● **GOAL OF THE EXERCISE**
Copy the data exactly; pictures stay out of the copy.

Photo-based point labeling data:
========================================================================

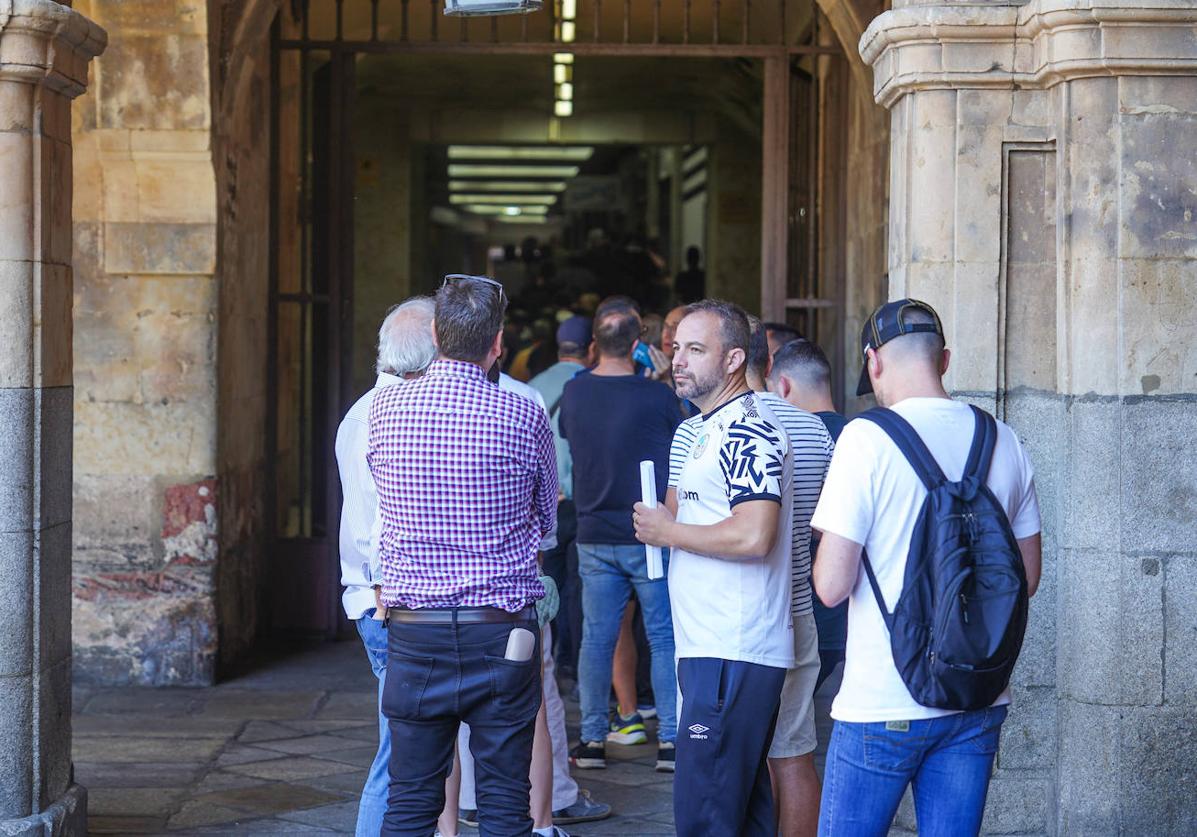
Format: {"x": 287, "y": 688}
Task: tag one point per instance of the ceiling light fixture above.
{"x": 521, "y": 152}
{"x": 545, "y": 200}
{"x": 499, "y": 170}
{"x": 490, "y": 210}
{"x": 505, "y": 186}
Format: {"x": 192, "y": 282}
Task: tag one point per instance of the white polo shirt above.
{"x": 873, "y": 497}
{"x": 734, "y": 608}
{"x": 360, "y": 525}
{"x": 812, "y": 447}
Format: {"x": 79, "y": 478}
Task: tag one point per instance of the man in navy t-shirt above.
{"x": 613, "y": 419}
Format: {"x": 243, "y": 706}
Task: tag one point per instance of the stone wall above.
{"x": 145, "y": 332}
{"x": 1044, "y": 167}
{"x": 241, "y": 141}
{"x": 44, "y": 49}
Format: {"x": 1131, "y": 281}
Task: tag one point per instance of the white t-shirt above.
{"x": 873, "y": 497}
{"x": 734, "y": 608}
{"x": 812, "y": 447}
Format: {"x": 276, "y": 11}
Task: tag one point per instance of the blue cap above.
{"x": 888, "y": 322}
{"x": 575, "y": 333}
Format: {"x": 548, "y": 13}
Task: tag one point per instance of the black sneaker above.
{"x": 666, "y": 757}
{"x": 585, "y": 810}
{"x": 589, "y": 756}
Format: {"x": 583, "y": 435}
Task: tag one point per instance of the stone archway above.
{"x": 44, "y": 50}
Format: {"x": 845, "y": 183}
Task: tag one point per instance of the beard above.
{"x": 691, "y": 386}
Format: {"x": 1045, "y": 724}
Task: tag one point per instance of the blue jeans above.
{"x": 439, "y": 675}
{"x": 374, "y": 795}
{"x": 948, "y": 759}
{"x": 609, "y": 572}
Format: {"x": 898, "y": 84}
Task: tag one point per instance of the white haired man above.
{"x": 405, "y": 352}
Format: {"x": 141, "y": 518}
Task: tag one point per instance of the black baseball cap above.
{"x": 888, "y": 322}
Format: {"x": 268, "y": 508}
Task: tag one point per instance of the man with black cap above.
{"x": 883, "y": 740}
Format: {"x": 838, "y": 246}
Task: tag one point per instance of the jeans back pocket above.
{"x": 407, "y": 680}
{"x": 515, "y": 687}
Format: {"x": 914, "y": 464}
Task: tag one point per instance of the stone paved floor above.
{"x": 284, "y": 750}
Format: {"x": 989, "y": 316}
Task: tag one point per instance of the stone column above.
{"x": 44, "y": 49}
{"x": 1044, "y": 198}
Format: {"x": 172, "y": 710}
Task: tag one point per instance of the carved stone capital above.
{"x": 1033, "y": 44}
{"x": 44, "y": 42}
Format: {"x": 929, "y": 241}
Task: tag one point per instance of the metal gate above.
{"x": 313, "y": 147}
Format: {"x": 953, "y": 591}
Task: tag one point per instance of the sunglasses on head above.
{"x": 463, "y": 277}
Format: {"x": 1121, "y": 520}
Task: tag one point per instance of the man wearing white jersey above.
{"x": 883, "y": 740}
{"x": 728, "y": 525}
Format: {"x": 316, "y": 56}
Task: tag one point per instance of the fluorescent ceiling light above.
{"x": 506, "y": 200}
{"x": 529, "y": 152}
{"x": 522, "y": 219}
{"x": 485, "y": 170}
{"x": 488, "y": 210}
{"x": 505, "y": 186}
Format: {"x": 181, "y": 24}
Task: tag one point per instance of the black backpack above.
{"x": 957, "y": 630}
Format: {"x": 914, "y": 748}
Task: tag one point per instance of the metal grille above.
{"x": 748, "y": 28}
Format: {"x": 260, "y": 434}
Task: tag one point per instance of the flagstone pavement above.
{"x": 285, "y": 750}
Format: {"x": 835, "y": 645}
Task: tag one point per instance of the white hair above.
{"x": 405, "y": 340}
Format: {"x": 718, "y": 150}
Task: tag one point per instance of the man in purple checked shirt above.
{"x": 467, "y": 487}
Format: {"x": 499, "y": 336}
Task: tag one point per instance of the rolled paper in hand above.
{"x": 649, "y": 497}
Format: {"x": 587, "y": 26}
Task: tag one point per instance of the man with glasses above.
{"x": 467, "y": 489}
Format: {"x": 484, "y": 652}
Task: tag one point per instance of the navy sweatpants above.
{"x": 728, "y": 714}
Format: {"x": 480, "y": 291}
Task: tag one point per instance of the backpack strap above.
{"x": 910, "y": 444}
{"x": 980, "y": 455}
{"x": 876, "y": 592}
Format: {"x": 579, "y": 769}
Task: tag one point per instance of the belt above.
{"x": 462, "y": 616}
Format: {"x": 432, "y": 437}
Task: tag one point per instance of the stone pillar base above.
{"x": 67, "y": 817}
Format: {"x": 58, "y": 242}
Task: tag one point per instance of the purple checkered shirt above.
{"x": 467, "y": 486}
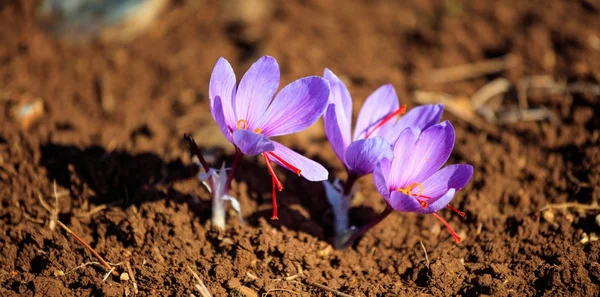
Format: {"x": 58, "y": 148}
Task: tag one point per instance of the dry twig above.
{"x": 325, "y": 288}
{"x": 477, "y": 69}
{"x": 86, "y": 245}
{"x": 280, "y": 290}
{"x": 200, "y": 285}
{"x": 130, "y": 271}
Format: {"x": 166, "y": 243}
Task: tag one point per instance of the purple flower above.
{"x": 248, "y": 115}
{"x": 377, "y": 125}
{"x": 412, "y": 180}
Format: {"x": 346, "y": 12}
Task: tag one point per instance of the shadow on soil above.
{"x": 118, "y": 178}
{"x": 123, "y": 179}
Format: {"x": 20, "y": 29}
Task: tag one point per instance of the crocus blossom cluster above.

========================================================================

● **RESPONSE TO THIS EXERCISE**
Format: {"x": 287, "y": 688}
Task: tag one point per instance of the ceiling light fixture above.
{"x": 521, "y": 152}
{"x": 545, "y": 200}
{"x": 499, "y": 170}
{"x": 490, "y": 210}
{"x": 505, "y": 186}
Format: {"x": 192, "y": 282}
Task: tag one point per instance of the white polo shirt above.
{"x": 873, "y": 497}
{"x": 734, "y": 608}
{"x": 360, "y": 525}
{"x": 812, "y": 447}
Format: {"x": 79, "y": 478}
Task: tag one point per instance of the man in navy t-shirt above.
{"x": 613, "y": 419}
Format: {"x": 243, "y": 706}
Task: tag one point per instance of the stone wall above.
{"x": 145, "y": 332}
{"x": 1044, "y": 167}
{"x": 241, "y": 141}
{"x": 44, "y": 49}
Format: {"x": 1131, "y": 281}
Task: tag one point per instance of the white t-shirt above.
{"x": 873, "y": 497}
{"x": 734, "y": 608}
{"x": 812, "y": 447}
Format: {"x": 276, "y": 11}
Task: tag one point per instance of the blue cap above.
{"x": 888, "y": 322}
{"x": 575, "y": 333}
Format: {"x": 548, "y": 13}
Task: tag one point per instance of the black sneaker above.
{"x": 666, "y": 757}
{"x": 585, "y": 810}
{"x": 589, "y": 756}
Format: {"x": 583, "y": 435}
Task: tag one point per instance of the stone archway above.
{"x": 44, "y": 50}
Format: {"x": 845, "y": 183}
Task: tag one point per instance of the beard above.
{"x": 691, "y": 386}
Format: {"x": 1045, "y": 724}
Task: tag one point per instance of the blue jeans above.
{"x": 439, "y": 675}
{"x": 374, "y": 795}
{"x": 948, "y": 759}
{"x": 609, "y": 572}
Format: {"x": 898, "y": 84}
Task: tag one point per instance of the white haired man above.
{"x": 405, "y": 352}
Format: {"x": 141, "y": 518}
Task: tag one point per instance of the black baseball cap above.
{"x": 888, "y": 322}
Format: {"x": 268, "y": 508}
Task: tag one point per instance of the man with black cap above.
{"x": 883, "y": 740}
Format: {"x": 838, "y": 246}
Task: tag one point per instance of the jeans back pocket above.
{"x": 407, "y": 680}
{"x": 515, "y": 687}
Format: {"x": 914, "y": 464}
Task: tag one point per instance of the stone paved floor above.
{"x": 284, "y": 750}
Format: {"x": 989, "y": 316}
Task: tag one point per instance of the stone column above.
{"x": 44, "y": 49}
{"x": 1044, "y": 198}
Format: {"x": 172, "y": 710}
Task: tag one point per instance of the carved stone capital above.
{"x": 1033, "y": 44}
{"x": 44, "y": 42}
Format: {"x": 929, "y": 241}
Task: tag one point per instance of the metal gate above.
{"x": 313, "y": 147}
Format: {"x": 953, "y": 591}
Task: tag one point per instance of the sunglasses on head above.
{"x": 463, "y": 277}
Format: {"x": 1121, "y": 520}
Task: tag one point per instance of the man wearing white jersey above.
{"x": 883, "y": 740}
{"x": 728, "y": 525}
Format: {"x": 316, "y": 56}
Task: tag one point per instance of the fluorescent ceiling light above.
{"x": 506, "y": 200}
{"x": 529, "y": 152}
{"x": 522, "y": 219}
{"x": 485, "y": 170}
{"x": 488, "y": 210}
{"x": 505, "y": 186}
Format: {"x": 181, "y": 24}
Task: tag one point per instance of the black backpack above.
{"x": 957, "y": 630}
Format: {"x": 914, "y": 748}
Task: tag one point per instance of the metal grille above.
{"x": 748, "y": 28}
Format: {"x": 260, "y": 434}
Task: tag one point per instance of the flagstone pavement above.
{"x": 285, "y": 750}
Format: {"x": 835, "y": 645}
Task: tag one point per instance of the white hair above.
{"x": 405, "y": 340}
Format: {"x": 718, "y": 150}
Task: tag one point per instance of the man in purple checked shirt above.
{"x": 467, "y": 487}
Format: {"x": 499, "y": 336}
Task: tag one point per instance of the rolled paper in hand above.
{"x": 649, "y": 497}
Format: {"x": 587, "y": 26}
Task: tag one point per instance of the man with glasses above.
{"x": 467, "y": 489}
Format: {"x": 484, "y": 652}
Task: tag one point per instance of the navy sweatpants above.
{"x": 728, "y": 714}
Format: {"x": 480, "y": 291}
Task: tag one point per instance of the backpack strap above.
{"x": 910, "y": 444}
{"x": 980, "y": 455}
{"x": 876, "y": 592}
Format: {"x": 579, "y": 769}
Task: tag one point per instance of the belt above.
{"x": 462, "y": 616}
Format: {"x": 432, "y": 437}
Task: tag one point per instance of the stone pillar base above.
{"x": 67, "y": 817}
Format: {"x": 58, "y": 242}
Task: tag one point per instance of the purple checkered shirt above.
{"x": 467, "y": 486}
Format: {"x": 58, "y": 148}
Task: tag one point per instance of the dry twig above.
{"x": 325, "y": 288}
{"x": 477, "y": 69}
{"x": 86, "y": 245}
{"x": 280, "y": 290}
{"x": 200, "y": 285}
{"x": 130, "y": 271}
Format: {"x": 166, "y": 243}
Task: tag one point per instance of the purple flower above.
{"x": 248, "y": 115}
{"x": 377, "y": 125}
{"x": 412, "y": 180}
Format: {"x": 346, "y": 12}
Task: tag one point per instance of the shadow on soil above.
{"x": 118, "y": 178}
{"x": 123, "y": 179}
Format: {"x": 20, "y": 29}
Task: tag one point per instance of the crocus blossom cluster above.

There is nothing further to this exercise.